Set problem:
Pick out every line in the entries below that contains the string "bronze", and copy each one in full. Case counts.

Data for this task:
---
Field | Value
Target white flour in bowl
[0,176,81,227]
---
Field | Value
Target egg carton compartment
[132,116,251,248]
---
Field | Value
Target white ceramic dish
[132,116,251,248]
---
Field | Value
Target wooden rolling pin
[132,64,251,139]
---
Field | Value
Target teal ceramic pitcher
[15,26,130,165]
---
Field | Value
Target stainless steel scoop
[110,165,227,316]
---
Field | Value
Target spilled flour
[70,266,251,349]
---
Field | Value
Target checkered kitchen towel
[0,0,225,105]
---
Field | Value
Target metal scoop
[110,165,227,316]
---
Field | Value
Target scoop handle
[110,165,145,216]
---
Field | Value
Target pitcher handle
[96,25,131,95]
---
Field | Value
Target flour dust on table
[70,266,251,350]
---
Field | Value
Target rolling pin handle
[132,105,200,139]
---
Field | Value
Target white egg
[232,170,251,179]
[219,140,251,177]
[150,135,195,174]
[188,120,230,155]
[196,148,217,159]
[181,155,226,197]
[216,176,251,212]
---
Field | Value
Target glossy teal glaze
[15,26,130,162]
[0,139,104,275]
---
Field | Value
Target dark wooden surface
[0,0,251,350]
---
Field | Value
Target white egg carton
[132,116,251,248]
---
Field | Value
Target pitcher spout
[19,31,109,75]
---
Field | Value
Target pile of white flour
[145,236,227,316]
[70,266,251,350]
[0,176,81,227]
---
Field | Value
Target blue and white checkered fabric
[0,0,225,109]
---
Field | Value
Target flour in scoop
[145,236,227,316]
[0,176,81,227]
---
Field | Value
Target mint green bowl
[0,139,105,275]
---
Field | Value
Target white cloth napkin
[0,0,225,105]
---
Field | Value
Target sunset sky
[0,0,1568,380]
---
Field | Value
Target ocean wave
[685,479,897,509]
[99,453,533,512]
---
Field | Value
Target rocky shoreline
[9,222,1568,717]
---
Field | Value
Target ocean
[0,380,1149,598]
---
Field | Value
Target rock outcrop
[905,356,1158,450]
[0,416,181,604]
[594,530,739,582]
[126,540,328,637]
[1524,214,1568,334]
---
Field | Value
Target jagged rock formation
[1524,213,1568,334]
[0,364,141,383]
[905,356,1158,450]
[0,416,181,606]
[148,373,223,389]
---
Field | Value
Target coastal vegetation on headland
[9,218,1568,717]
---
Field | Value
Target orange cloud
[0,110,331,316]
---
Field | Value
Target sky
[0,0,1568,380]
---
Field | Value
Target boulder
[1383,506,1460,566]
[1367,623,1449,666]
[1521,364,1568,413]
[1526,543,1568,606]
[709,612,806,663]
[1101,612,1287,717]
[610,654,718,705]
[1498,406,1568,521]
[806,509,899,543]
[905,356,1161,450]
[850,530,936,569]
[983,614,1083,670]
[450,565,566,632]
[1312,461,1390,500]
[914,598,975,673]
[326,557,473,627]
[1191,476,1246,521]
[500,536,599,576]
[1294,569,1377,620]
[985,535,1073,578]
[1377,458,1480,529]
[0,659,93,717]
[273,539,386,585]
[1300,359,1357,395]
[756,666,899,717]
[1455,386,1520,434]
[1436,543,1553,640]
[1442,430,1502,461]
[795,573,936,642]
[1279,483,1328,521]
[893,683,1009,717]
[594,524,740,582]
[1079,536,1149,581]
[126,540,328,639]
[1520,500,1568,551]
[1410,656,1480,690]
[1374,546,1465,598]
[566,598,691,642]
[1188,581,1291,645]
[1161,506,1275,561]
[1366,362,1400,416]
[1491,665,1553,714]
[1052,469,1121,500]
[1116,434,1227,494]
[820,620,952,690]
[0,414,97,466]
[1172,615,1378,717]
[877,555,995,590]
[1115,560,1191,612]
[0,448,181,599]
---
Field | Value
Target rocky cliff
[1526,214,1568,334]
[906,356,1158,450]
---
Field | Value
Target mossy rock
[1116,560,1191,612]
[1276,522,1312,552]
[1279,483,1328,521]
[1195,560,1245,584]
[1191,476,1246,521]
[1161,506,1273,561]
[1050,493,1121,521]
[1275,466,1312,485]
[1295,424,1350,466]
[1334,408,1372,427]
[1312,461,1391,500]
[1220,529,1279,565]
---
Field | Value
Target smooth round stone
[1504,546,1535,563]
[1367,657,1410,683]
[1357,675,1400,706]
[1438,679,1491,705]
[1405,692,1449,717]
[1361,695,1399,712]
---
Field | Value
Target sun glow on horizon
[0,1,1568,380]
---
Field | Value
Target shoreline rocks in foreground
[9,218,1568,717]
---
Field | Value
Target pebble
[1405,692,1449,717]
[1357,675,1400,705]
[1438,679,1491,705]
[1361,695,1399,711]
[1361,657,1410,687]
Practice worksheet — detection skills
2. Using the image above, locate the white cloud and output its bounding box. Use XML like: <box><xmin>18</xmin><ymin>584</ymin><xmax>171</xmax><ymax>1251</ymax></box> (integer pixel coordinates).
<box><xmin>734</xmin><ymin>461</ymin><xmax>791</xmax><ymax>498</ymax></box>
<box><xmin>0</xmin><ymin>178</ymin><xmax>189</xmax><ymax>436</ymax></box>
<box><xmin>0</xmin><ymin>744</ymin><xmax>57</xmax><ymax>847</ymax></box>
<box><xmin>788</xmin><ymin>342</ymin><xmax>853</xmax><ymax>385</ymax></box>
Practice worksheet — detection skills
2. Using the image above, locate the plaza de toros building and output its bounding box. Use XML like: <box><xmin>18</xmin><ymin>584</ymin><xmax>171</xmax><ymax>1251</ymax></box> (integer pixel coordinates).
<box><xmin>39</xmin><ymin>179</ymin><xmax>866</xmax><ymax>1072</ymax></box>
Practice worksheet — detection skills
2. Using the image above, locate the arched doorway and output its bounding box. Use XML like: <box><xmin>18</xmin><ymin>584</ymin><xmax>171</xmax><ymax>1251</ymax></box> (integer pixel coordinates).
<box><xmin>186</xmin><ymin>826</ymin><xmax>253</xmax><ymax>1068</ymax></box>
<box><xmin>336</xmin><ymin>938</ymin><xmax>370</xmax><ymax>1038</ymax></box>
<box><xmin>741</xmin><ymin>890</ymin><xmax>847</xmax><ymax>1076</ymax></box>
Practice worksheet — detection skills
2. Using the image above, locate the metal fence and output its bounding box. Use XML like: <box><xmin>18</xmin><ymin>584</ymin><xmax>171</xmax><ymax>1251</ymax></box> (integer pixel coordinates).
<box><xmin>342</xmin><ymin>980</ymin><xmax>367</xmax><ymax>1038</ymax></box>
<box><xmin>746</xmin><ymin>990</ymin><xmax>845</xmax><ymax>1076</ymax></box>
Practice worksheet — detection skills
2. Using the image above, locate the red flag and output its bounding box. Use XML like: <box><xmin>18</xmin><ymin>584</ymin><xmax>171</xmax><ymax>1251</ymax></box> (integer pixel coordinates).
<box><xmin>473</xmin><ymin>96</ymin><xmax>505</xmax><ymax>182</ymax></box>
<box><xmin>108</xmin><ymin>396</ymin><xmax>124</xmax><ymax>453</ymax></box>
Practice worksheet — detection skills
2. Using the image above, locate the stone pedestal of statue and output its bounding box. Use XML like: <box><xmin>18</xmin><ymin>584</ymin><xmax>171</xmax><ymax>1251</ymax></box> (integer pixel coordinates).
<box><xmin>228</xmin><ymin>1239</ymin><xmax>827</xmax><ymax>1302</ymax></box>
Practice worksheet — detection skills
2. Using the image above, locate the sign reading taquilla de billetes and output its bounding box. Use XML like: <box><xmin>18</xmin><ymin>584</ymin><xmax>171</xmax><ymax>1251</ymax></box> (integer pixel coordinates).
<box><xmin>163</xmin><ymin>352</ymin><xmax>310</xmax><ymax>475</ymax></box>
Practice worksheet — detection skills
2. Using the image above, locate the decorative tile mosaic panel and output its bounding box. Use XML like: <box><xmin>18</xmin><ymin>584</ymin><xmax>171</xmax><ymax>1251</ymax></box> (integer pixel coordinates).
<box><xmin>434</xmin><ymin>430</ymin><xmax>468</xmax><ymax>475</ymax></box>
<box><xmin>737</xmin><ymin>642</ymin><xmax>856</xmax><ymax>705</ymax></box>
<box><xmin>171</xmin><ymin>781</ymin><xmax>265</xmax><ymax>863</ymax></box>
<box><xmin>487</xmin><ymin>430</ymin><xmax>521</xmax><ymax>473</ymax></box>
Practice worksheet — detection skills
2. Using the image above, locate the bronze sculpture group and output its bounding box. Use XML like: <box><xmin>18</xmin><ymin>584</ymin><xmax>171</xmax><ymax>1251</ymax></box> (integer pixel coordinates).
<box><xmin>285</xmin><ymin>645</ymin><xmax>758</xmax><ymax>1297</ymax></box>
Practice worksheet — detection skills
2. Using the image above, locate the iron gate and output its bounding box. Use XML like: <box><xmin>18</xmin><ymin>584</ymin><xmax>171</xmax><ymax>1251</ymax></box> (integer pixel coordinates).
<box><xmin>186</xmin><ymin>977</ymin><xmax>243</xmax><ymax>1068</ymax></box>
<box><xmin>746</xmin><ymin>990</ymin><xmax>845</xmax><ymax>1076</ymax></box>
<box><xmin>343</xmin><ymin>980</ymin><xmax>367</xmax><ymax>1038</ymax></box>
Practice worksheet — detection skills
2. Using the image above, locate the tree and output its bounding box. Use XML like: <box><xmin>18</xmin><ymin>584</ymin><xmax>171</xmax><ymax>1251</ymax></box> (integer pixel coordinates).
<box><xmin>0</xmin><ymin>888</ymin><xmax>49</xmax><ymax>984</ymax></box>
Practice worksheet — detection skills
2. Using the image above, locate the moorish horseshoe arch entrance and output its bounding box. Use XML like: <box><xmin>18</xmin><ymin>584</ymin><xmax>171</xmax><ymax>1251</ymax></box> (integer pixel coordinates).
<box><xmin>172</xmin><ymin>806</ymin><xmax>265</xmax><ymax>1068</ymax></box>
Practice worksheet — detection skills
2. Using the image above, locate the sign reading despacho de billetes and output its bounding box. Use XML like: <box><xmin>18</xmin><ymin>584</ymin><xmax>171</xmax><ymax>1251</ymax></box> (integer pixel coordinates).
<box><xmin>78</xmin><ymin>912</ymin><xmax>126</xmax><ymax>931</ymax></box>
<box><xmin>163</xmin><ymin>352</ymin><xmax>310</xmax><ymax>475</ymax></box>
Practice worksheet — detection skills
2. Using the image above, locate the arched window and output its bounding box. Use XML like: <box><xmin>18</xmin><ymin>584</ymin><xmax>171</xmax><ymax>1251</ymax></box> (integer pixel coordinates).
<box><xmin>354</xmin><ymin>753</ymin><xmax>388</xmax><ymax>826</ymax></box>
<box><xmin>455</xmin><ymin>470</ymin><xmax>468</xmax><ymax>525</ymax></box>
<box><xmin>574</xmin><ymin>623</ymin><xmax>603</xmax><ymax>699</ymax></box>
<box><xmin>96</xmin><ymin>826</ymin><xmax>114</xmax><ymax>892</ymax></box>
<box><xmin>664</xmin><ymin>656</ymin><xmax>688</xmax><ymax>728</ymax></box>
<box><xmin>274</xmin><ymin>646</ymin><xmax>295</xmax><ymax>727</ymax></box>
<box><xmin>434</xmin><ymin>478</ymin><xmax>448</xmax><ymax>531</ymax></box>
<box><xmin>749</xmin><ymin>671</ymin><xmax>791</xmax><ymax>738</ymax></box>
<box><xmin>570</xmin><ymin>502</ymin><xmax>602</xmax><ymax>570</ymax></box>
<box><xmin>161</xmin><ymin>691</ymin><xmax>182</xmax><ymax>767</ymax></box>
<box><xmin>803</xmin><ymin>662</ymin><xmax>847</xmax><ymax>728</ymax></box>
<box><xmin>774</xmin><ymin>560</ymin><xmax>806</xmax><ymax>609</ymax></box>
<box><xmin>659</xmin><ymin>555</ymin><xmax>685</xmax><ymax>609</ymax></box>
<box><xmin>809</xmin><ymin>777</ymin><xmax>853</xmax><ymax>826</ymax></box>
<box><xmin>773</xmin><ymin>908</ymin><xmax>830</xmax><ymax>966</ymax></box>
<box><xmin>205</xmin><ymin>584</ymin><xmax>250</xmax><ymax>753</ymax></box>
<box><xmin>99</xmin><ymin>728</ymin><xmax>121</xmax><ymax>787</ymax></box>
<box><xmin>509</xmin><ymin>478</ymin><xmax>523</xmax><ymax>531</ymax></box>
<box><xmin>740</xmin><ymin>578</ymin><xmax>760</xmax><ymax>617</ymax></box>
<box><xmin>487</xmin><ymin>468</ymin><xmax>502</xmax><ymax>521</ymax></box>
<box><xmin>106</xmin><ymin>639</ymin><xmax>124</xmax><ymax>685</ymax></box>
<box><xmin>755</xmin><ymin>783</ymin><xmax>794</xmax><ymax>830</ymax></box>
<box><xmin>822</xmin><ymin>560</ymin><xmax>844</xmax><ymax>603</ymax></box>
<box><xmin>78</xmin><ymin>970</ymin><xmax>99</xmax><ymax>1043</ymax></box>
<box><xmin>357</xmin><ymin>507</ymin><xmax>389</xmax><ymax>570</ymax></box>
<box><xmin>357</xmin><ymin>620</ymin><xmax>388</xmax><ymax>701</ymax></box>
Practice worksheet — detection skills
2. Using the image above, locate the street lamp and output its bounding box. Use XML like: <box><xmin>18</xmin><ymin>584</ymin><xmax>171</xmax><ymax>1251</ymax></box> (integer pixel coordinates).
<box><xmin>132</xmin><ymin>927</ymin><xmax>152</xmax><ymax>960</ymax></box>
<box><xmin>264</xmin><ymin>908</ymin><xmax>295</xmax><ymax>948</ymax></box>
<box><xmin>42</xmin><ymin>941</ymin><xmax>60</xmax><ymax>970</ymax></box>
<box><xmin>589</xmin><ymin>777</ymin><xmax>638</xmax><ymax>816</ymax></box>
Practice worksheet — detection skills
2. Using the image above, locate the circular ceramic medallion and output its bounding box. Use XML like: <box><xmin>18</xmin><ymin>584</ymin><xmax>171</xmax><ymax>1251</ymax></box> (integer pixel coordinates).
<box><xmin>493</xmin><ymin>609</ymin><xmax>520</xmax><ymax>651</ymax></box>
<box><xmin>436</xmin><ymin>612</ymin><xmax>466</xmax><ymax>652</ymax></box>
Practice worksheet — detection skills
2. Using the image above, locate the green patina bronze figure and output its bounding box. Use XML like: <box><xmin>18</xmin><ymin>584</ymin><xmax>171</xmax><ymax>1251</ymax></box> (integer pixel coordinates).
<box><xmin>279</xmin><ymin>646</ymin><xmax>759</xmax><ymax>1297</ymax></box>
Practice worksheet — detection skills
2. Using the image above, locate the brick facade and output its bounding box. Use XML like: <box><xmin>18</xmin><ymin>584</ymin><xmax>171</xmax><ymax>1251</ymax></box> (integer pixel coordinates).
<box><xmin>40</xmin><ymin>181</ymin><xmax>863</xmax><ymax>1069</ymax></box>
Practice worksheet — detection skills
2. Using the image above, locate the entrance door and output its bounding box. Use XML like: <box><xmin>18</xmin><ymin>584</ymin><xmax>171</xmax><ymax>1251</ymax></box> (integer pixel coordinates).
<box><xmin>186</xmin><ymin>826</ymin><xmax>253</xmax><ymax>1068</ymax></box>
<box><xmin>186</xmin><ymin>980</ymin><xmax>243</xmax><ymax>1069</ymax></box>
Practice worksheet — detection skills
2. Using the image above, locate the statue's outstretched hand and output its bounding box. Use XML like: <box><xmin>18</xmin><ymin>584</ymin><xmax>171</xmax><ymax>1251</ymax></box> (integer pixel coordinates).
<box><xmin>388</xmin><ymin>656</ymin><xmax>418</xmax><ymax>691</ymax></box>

Exercise solution:
2. Using the image above, locate the bronze sculpture group and output its bounding box. Use XML like: <box><xmin>18</xmin><ymin>584</ymin><xmax>171</xmax><ymax>1251</ymax></box> (integer pixel coordinates).
2. Using the image above, locate the green patina bronze figure and output its bounding box. Use XML like: <box><xmin>18</xmin><ymin>584</ymin><xmax>171</xmax><ymax>1251</ymax></box> (integer pixel coordinates).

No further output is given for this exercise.